• [What this exercise asks]
1. Copy the passage on AI writing and content monetization word for word, starting at "We will keep" and ending at "to monetise this?".
2. For each statement below, answer yes or no according to the passage on AI writing and content monetization, and quote the words from the passage that decide it.
(a) Summarizing longer texts is one of the answers given to what it would be useful for AI to do.
(b) Monetizing individual pieces of content is something HSG already does.
(c) HSG's offering places an emphasis on thought leadership and opinion.
3. Carry on the passage on AI writing and content monetization, starting after its last sentence.

• [Selection]
We’ve fed it heavily templated content (both ourselves, and using tools on the market), we’ve segmented it, guided it, given it supporting material… everything it writes makes sense, but it’s also nonsense. “Style over substance” isn’t quite right — it’s just pretty formulaic and regurgitative.

We’ve tried looking down the other end of the telescope, asking “what would it be useful for AI to do?” Answers include: summarise longer texts (very well), and make deductions about evidence/data and add those to a piece — two things that’d really speed up our work. But again, things are still a little early.

We will keep chipping away, because when machines can write fantastic long-form content, I want HSG to be at the forefront of that. In the meantime, our offering, with an emphasis on thought leadership and opinion, keeps us in a pretty defensible position.

(If you’re building here, please do get in touch. We’d love to help guinea pig!)

Monetising individual pieces of content

This is still a hypothetical for us, but an important train of thought. Often, individual pieces of content we write have significant results: they’re used to re-email a founder who wouldn’t engage, then they do (“oh, this VC does know about usage-based pricing!”), meetings are held and a term sheet is signed. The content played an important role. We call these instances “a target audience of one”. Is there a way to monetise this?

• [Data shown]

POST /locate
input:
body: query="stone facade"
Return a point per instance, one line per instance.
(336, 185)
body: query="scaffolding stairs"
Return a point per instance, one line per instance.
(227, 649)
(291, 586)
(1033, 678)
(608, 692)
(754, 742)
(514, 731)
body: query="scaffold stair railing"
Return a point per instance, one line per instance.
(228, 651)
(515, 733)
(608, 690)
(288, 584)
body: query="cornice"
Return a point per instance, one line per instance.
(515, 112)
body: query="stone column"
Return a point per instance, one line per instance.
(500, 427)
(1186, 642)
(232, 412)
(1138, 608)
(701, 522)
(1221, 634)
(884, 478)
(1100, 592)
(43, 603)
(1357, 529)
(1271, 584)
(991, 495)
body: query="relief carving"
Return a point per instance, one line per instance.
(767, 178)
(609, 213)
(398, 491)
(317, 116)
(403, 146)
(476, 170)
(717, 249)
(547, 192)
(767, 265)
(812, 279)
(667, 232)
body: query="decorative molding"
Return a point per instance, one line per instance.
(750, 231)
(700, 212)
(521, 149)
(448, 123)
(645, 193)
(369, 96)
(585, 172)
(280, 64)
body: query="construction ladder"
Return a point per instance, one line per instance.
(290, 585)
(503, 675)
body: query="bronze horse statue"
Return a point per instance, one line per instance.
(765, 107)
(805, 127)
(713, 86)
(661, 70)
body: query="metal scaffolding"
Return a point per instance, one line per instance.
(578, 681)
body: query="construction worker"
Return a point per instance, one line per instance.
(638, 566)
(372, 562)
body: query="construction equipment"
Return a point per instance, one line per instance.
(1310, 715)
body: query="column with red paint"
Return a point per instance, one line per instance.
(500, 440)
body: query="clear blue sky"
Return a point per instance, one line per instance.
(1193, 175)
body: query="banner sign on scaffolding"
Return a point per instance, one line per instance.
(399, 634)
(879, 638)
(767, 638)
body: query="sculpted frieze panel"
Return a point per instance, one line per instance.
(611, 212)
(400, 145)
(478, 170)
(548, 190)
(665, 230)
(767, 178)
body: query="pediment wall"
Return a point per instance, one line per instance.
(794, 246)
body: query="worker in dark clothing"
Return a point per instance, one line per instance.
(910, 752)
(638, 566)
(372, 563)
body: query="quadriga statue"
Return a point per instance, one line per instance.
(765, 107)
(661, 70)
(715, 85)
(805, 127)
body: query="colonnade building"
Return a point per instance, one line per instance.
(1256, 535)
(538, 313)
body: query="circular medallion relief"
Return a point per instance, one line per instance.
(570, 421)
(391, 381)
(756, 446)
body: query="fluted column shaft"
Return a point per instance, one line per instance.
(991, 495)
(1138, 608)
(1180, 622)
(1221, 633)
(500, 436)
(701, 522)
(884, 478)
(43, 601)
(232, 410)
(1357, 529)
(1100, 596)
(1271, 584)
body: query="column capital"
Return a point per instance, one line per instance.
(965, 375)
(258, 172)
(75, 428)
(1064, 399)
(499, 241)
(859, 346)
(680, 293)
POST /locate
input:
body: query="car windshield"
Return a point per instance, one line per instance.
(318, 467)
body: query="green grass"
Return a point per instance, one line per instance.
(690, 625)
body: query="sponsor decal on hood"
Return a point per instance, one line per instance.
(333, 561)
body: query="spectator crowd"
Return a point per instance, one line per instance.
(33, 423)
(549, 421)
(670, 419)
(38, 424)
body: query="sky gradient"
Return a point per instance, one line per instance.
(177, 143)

• [Task-by-task answers]
1.
We will keep chipping away, because when machines can write fantastic long-form content, I want HSG to be at the forefront of that. In the meantime, our offering, with an emphasis on thought leadership and opinion, keeps us in a pretty defensible position.

(If you’re building here, please do get in touch. We’d love to help guinea pig!)

Monetising individual pieces of content

This is still a hypothetical for us, but an important train of thought. Often, individual pieces of content we write have significant results: they’re used to re-email a founder who wouldn’t engage, then they do (“oh, this VC does know about usage-based pricing!”), meetings are held and a term sheet is signed. The content played an important role. We call these instances “a target audience of one”. Is there a way to monetise this?

2.
(a) Yes: "Answers include: summarise longer texts (very well)"
(b) No: "This is still a hypothetical for us"
(c) Yes: "our offering, with an emphasis on thought leadership and opinion, keeps us in a pretty defensible position"

3.
We already work with success fees and equity, but the idea, in the age of the micropayment, of attaching success or performance fees to individual pieces of content, feels achievable.

Education by default

A couple of weeks ago, I wrote about the logical evolution of business > media company > education establishment — in the face of an advancing internet. To put this succinctly: businesses have the opportunity to become media companies, building audiences and communities beyond target users. At that point, they’re a step away from overtly educating multiple audiences: I imagine a world where every business can grow its own TAM via its content.

We’ve got some ideas about how we can help our clients achieve this. It’s not top of the list at the moment (though if you’d like to join us, get involved and increase our capabilities, please get in touch!), but we’ll get to it :)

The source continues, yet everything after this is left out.